◆ Task description ◆
Rewrite the rows below, replacing "dry soil ground" with "muddy ground" everywhere it occurs and keeping everything else unchanged.

◆ Records shown ◆
· · · · · · ·
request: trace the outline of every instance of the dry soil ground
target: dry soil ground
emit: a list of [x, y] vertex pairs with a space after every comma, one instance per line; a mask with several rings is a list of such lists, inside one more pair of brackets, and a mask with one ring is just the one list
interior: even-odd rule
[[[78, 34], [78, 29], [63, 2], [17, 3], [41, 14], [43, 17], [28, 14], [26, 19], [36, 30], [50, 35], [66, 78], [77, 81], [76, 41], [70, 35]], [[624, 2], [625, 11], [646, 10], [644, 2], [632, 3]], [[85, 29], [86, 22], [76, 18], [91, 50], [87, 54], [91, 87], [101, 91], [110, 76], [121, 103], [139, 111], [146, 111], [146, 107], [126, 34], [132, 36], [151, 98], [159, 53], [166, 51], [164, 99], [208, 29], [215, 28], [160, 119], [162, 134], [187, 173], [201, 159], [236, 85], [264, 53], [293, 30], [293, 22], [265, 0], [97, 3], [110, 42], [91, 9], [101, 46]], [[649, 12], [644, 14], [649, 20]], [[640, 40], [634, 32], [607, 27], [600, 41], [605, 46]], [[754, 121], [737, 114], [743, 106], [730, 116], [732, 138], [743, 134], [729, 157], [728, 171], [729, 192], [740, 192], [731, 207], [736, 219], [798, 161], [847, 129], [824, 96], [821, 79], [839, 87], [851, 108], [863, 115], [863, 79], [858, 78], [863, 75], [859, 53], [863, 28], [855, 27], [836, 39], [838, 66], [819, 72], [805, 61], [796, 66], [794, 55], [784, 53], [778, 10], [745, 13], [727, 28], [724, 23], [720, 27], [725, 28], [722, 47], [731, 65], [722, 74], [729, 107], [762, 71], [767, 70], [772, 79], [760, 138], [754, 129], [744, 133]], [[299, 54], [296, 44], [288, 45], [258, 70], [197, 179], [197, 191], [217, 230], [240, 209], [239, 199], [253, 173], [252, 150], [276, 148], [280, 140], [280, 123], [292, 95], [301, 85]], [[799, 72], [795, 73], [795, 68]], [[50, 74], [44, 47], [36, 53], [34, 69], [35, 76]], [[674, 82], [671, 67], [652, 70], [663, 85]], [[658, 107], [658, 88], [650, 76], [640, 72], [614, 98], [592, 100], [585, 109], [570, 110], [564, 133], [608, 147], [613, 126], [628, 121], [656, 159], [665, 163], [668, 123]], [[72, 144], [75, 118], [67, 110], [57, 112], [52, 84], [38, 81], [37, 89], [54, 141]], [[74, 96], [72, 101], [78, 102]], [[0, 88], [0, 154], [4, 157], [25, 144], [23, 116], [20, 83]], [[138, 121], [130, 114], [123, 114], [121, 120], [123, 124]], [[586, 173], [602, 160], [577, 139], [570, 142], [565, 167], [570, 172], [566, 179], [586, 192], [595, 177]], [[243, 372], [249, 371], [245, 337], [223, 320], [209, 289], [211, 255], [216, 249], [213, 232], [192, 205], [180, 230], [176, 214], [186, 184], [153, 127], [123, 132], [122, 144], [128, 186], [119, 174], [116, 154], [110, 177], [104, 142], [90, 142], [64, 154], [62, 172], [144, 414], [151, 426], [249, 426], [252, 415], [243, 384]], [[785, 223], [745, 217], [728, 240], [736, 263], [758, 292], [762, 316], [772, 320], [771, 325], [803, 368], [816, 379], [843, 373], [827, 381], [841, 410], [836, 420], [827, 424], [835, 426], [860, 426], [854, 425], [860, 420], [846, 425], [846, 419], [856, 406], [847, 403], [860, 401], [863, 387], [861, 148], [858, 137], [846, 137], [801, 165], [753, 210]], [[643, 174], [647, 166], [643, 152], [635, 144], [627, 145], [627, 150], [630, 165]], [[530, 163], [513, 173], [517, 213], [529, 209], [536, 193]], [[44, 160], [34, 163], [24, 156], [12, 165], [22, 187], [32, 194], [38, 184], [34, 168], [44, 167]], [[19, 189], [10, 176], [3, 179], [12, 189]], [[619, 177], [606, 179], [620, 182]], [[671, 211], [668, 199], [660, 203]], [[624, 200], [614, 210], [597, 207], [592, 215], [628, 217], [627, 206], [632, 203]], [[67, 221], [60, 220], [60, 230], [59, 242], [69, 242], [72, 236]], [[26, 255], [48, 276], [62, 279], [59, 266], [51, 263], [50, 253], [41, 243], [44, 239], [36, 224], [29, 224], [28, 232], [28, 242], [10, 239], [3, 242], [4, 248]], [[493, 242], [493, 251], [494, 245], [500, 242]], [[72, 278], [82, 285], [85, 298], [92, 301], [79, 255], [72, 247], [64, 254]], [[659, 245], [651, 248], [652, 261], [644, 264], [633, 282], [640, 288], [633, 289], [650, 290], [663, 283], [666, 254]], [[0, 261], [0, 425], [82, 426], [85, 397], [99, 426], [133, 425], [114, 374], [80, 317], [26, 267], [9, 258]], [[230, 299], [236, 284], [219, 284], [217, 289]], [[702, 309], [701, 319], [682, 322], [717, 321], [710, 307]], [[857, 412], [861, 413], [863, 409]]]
· · · · · · ·
◆ Response ◆
request: trace the outline of every instance of the muddy ground
target: muddy ground
emit: a list of [x, y] vertex pairs with a space after every comma, one instance per line; a mask with several rings is a list of such lists, inside one more pair of brackets, and a mask with one ring is just the one list
interior: even-odd rule
[[[78, 34], [78, 29], [63, 2], [17, 3], [41, 14], [43, 17], [28, 14], [26, 19], [36, 30], [50, 35], [66, 78], [77, 81], [76, 41], [70, 35]], [[624, 2], [625, 11], [646, 10], [644, 2], [632, 3]], [[85, 29], [86, 22], [76, 18], [91, 50], [87, 54], [91, 87], [101, 91], [110, 76], [121, 103], [139, 111], [146, 111], [146, 107], [126, 34], [132, 36], [151, 98], [159, 53], [166, 51], [164, 99], [208, 29], [215, 28], [160, 119], [162, 134], [187, 173], [201, 159], [236, 85], [264, 53], [293, 30], [293, 22], [265, 0], [97, 3], [110, 42], [91, 9], [101, 46]], [[649, 12], [644, 14], [649, 20]], [[640, 40], [634, 32], [607, 27], [600, 41], [605, 46]], [[754, 121], [737, 114], [743, 106], [730, 116], [732, 138], [743, 134], [729, 157], [728, 171], [729, 192], [740, 192], [731, 207], [736, 219], [798, 161], [847, 129], [824, 96], [821, 79], [839, 87], [851, 108], [863, 115], [863, 79], [858, 78], [863, 75], [859, 53], [863, 28], [855, 27], [836, 39], [838, 66], [819, 72], [805, 61], [796, 66], [794, 55], [784, 53], [778, 10], [745, 13], [727, 28], [724, 23], [720, 27], [725, 28], [722, 47], [731, 65], [722, 74], [729, 107], [762, 71], [767, 70], [772, 79], [760, 138], [754, 129], [744, 133]], [[299, 54], [296, 44], [288, 45], [258, 70], [197, 179], [197, 191], [217, 230], [240, 209], [239, 199], [253, 173], [252, 150], [276, 148], [280, 140], [280, 123], [292, 95], [301, 85]], [[799, 72], [795, 73], [795, 68]], [[50, 74], [44, 47], [36, 53], [34, 69], [35, 76]], [[674, 82], [671, 67], [652, 70], [663, 85]], [[658, 107], [658, 88], [650, 76], [640, 72], [614, 98], [592, 100], [585, 109], [570, 110], [564, 133], [608, 147], [613, 126], [628, 121], [656, 159], [665, 163], [668, 123]], [[72, 144], [75, 118], [67, 110], [57, 112], [52, 84], [38, 81], [37, 89], [54, 141]], [[74, 96], [72, 101], [78, 102]], [[0, 88], [0, 154], [4, 157], [25, 144], [23, 116], [20, 83]], [[138, 121], [130, 114], [123, 114], [121, 120], [123, 124]], [[586, 173], [602, 160], [577, 139], [570, 142], [565, 167], [570, 172], [566, 179], [586, 192], [595, 177]], [[243, 372], [249, 371], [245, 337], [223, 320], [209, 289], [211, 255], [216, 249], [213, 232], [192, 205], [180, 230], [176, 214], [186, 184], [153, 127], [123, 132], [122, 144], [128, 186], [119, 174], [116, 154], [110, 177], [104, 142], [90, 142], [64, 154], [62, 172], [144, 414], [151, 426], [249, 426], [252, 415], [243, 384]], [[785, 223], [745, 217], [728, 240], [736, 263], [758, 292], [762, 316], [772, 320], [771, 325], [803, 368], [816, 379], [843, 373], [827, 381], [841, 410], [836, 420], [827, 424], [835, 426], [860, 426], [854, 425], [860, 420], [846, 425], [846, 419], [856, 406], [847, 403], [860, 401], [863, 387], [861, 148], [858, 137], [846, 137], [801, 165], [753, 210]], [[643, 174], [647, 166], [643, 152], [635, 144], [627, 145], [627, 150], [630, 165]], [[530, 163], [513, 173], [517, 213], [529, 209], [536, 193]], [[44, 160], [34, 163], [24, 156], [12, 165], [22, 187], [32, 194], [38, 184], [34, 168], [44, 167]], [[19, 189], [10, 176], [3, 179], [12, 189]], [[619, 177], [606, 179], [620, 182]], [[671, 211], [668, 199], [660, 203]], [[624, 200], [614, 210], [597, 207], [592, 215], [628, 217], [627, 206], [632, 203]], [[67, 221], [60, 220], [60, 230], [59, 242], [69, 242], [72, 236]], [[26, 255], [48, 276], [62, 279], [59, 266], [51, 263], [50, 253], [41, 243], [44, 239], [36, 224], [29, 224], [28, 232], [28, 242], [10, 239], [3, 242], [4, 248]], [[493, 242], [493, 251], [494, 245], [500, 242]], [[72, 278], [82, 285], [85, 298], [92, 301], [79, 255], [72, 247], [64, 254]], [[659, 245], [651, 248], [652, 261], [644, 264], [633, 282], [640, 288], [633, 289], [650, 290], [663, 283], [666, 254]], [[0, 261], [0, 425], [82, 426], [85, 397], [99, 426], [133, 425], [114, 374], [80, 317], [26, 267], [9, 258]], [[230, 299], [236, 284], [219, 284], [217, 289]], [[702, 309], [701, 319], [682, 322], [717, 321], [710, 307]], [[857, 412], [861, 413], [863, 409]]]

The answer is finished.